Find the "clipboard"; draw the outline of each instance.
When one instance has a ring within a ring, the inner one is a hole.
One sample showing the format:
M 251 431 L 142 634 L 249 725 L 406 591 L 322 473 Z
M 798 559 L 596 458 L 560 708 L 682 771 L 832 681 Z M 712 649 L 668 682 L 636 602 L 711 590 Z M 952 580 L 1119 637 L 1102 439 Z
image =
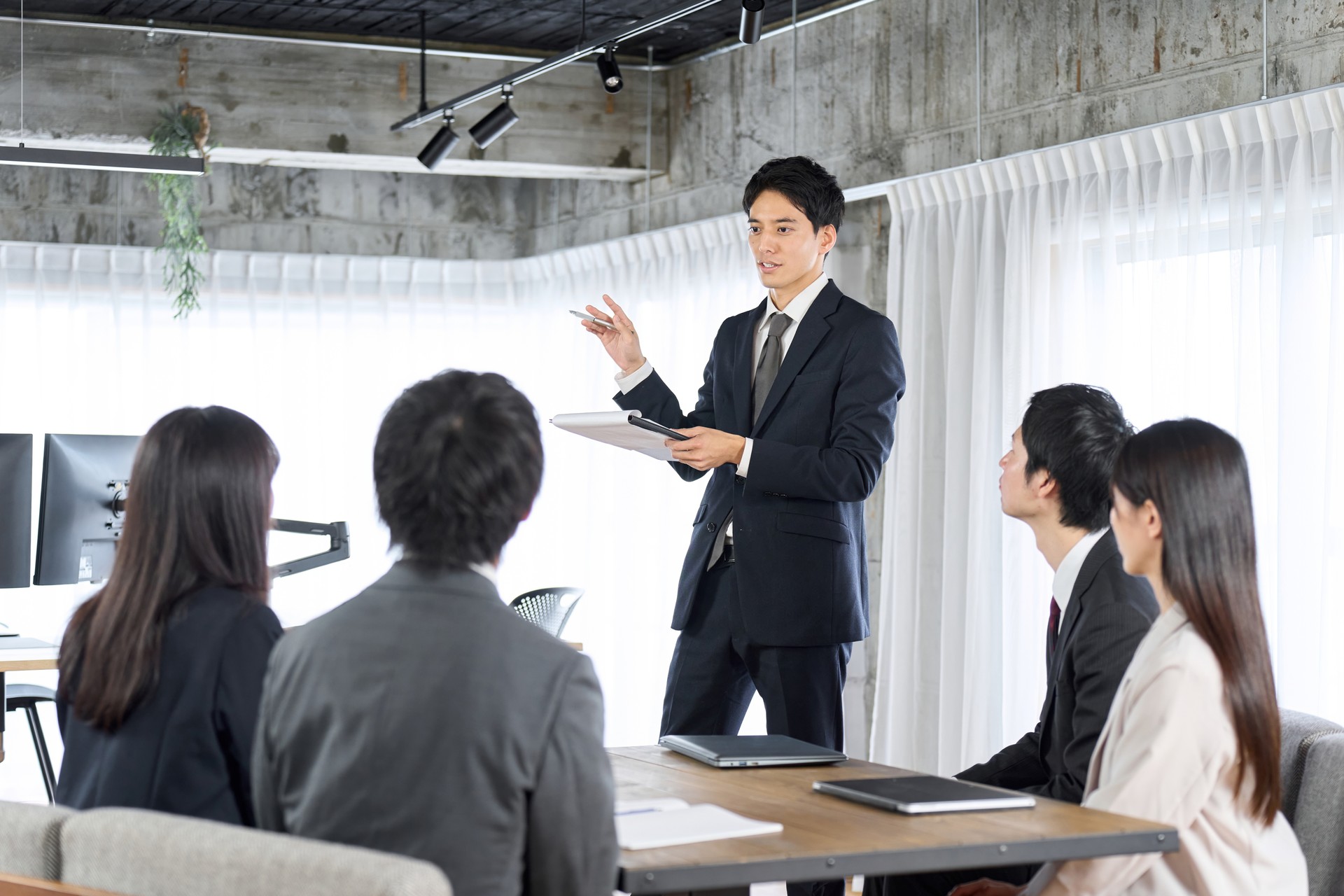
----
> Requirement
Express the records above as a JSON list of strings, one string per line, omitting blank lines. Leave the pictures out of the list.

> Task result
[
  "Find the \"clipboard\"; draw the outline of each instance.",
  "When one instance has a ring within a ring, the inner one is a hole.",
  "One sample showing the format:",
  "M 251 431 L 142 634 L 249 725 L 406 591 L 322 473 Z",
  "M 798 559 L 596 458 L 560 708 L 682 771 L 832 681 Z M 712 649 L 668 682 L 636 602 L 711 590 Z M 952 580 L 1119 637 L 1102 439 Z",
  "image ="
]